◆ Texte extrait ◆
········

Abasourdi, malade, j’ai pris quelques heures de répit en dehors du bureau et certaines personnes m’ont conseillé de faire passer le temps car ma vie et celle de mes proches étaient en danger. Dans l’après-midi, j’ai signé ce non droit ainsi que plusieurs listes de transferts et de nomination que l’exécutif m’a imposé tandis que je faisais passer le temps pour m’en sortir de cette position de pantin dans laquelle je suis. Je n’avais pas plus d’autorité qu’un agent I affecté au Palais national quand vous m’aviez imposé votre cabinet, imposé des hommes sortis tout droit du Palais pour être nommés Directeurs départementaux au sein de la PNH. Or l’article 45 de la loi portant création de la police nationale stipule : « La direction départementale est dirigée par un commissaire divisionnaire. Il est Directeur départemental de la police nationale. Il est nommé par le Directeur Général après consultation avec le CSPN » (Conseil Supérieur de la Police Nationale). Ainsi, vous m’avez enlevé le contrôle opérationnel et financier de la PNH.

········

◆ Données fournies ◆
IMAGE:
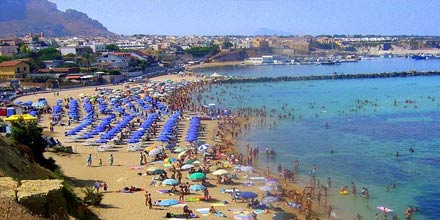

········

◆ Consigne ◆
Poursuivez, s'il vous plaît, le texte sur la Police nationale en reprenant juste après sa dernière phrase.

◆ Corrigé ◆
Cela fait deux semaines de souffrances morales, physiques, et deux semaines de résistance que j’ai passé à la tête de la PNH. Je ne voudrais pas en passer un jour de plus. J’ai écouté, réfuté et envoyé en douceur auprès du SEJ un ex sénateur du centre, membre de votre cabinet particulier et le Député Lévy Joseph qui sont venus me soumettre une liste avec grade de gens armés qui « pacifient le Plateau central ». Les noms de ces personnes ont été soumis pour être nommés dans la PNH. Cette démarche viserait à légitimer les actes de ces hommes.

Monsieur le président, si vous aviez bien suivi mon discours, vous auriez remarqué que cela fait longtemps depuis que je fais des sacrifices en vue de sauvegarder les valeurs qui font défaut aujourd’hui dans le pays : L’HONNEUR, LA DIGNITE, L’INTEGRITE, LE CARACTERE d’HOMME.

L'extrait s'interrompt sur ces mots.